4.5. Other B Stars in Berkeley 87

In addition to the OB stars discussed above, Chandra provides faint X-ray detections of four other B stars in Berkeley 87. These are Berkeley 87 No. 13 (B0.5 III), No. 24 (B1 Ib), No. 26 (B0.5 Iab), and No. 32 (B0.5 III). Their basic properties are summarized in Table 2, but they lack sufficient counts for spectral analysis. We also report non-detections of seven other B stars in Berkeley 87 (Table 2 notes).

The Chandra results show a noticeable trend in that all of the B star detections have high luminosities (m_V ⩽ −2.1; TF82 photometry). Most, but not all, of the undetected B stars are less luminous (m_V ⩾ −2.1). However, there are a few interesting exceptions. The B1 V star Berkeley 87-31 (m_V = −2.7; TF82) lies nearly on-axis at an offset of 18 farcs 7 from WR 142 but was not detected. However, it does lie near an ACIS-I CCD gap. Two other luminous but undetected B stars, No. 9 (B0.5 V) and No. 38 (B2 III), lie further off-axis (3 farcm 9 and 5 farcm 0, respectively).

## Direction 1
Answer from the passage on B stars in Berkeley 87:
(a) How many other B stars in Berkeley 87 does Chandra faintly detect in X-rays?
(b) What spectral type is given for Berkeley 87 No. 24?
(c) How many other B stars in Berkeley 87 are reported as non-detections?
## Direction 2
Resume the passage on B stars in Berkeley 87, picking up after its final sentence.
The items have nothing to do with the passage on B stars in Berkeley 87.

## Provided data
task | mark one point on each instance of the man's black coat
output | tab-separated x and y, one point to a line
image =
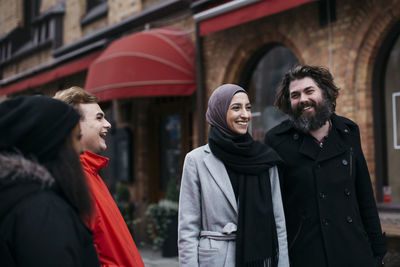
331	215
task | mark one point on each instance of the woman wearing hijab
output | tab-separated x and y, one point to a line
43	191
230	207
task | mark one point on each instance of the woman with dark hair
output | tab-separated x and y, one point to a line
44	198
230	206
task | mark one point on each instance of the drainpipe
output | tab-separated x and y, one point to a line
200	89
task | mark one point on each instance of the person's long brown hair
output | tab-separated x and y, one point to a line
67	171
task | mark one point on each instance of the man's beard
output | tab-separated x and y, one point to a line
310	122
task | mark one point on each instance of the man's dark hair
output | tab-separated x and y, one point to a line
321	76
67	171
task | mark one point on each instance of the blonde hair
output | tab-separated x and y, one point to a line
74	96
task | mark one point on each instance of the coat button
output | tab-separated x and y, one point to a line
347	192
349	219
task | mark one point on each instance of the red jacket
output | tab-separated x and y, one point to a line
112	239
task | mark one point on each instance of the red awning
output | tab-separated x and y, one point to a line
158	62
247	13
55	73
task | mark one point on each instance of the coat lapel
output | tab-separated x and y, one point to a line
308	147
220	175
333	146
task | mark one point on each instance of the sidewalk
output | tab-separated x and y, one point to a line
152	258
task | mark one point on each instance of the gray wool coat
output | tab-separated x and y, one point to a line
208	213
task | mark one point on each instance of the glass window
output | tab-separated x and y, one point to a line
93	3
265	75
170	149
391	190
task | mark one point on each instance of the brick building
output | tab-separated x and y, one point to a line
254	43
50	45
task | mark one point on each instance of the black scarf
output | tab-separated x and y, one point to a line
248	163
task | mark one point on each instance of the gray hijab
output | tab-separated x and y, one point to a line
218	105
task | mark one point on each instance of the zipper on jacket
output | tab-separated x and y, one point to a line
351	161
297	234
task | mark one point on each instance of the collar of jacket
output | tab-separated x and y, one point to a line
342	124
93	161
17	167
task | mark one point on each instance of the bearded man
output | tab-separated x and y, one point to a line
331	214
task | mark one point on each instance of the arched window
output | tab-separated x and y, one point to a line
261	77
386	103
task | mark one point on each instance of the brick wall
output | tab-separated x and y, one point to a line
348	47
11	15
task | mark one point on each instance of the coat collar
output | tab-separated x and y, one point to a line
333	146
93	161
220	175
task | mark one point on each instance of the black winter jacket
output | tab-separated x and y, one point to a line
37	226
330	211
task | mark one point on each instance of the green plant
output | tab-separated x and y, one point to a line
161	214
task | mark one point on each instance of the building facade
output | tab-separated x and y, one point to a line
254	43
49	45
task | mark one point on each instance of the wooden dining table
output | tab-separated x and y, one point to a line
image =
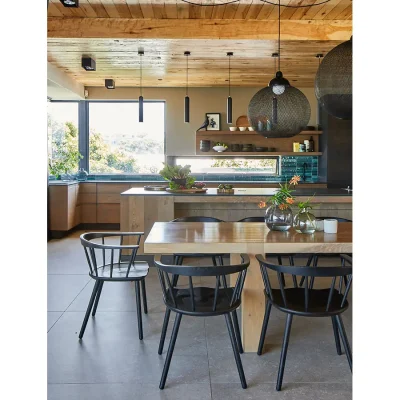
235	238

## Exercise response 1
(a) Four.
(b) B1 Ib.
(c) Seven.

## Exercise response 2
5. DISCUSSION

5.1. Excess X-ray Absorption Toward WR 142

Chandra spectral fits of WR 142 (Table 3) give an absorption column density of N_H≈ (4–5) × 10²² cm⁻². In contrast, optical studies yield N_H ≈ 1 × 10²² cm⁻² (TF82; Barlow & Hummer 1982; van der Hucht 2001; Gorenstein 1975 conversions) for Berkeley 87 cluster members. Our X-ray analysis of the cluster members BD+36 4032 and HD 229059 (Section 4) also yields N_H ≈ 1 × 10²² cm⁻². Thus, the X-ray spectra clearly show that excess absorption is present toward WR 142 that is not seen toward two other massive cluster members. This could arise either in the dense WO wind or perhaps in cold circumstellar gas.

Excess X-ray absorption seen as a disagreement between absorption based on optical extinction and the X-ray fit N_H has been seen in other WR stars as well, such as γ² Vel (Skinner et al. 2001) and recently detected WN stars (Skinner et al. 2010b).

Inhomogeneous extinction, although present, does not account for the discrepancy in X-ray and optical N_H values for WR 142. The spread in extinction values for cluster members is small, from N_H = (0.8–1.3) × 10²² cm⁻² (TF82; Gorenstein 1975 conversion). Additionally, the smallest foreground extinction is near the south and WR 142 is ≈2 farcm 6 southeast of the cluster center (TF82), indicating the excess N_H is due to local absorption associated with WR 142.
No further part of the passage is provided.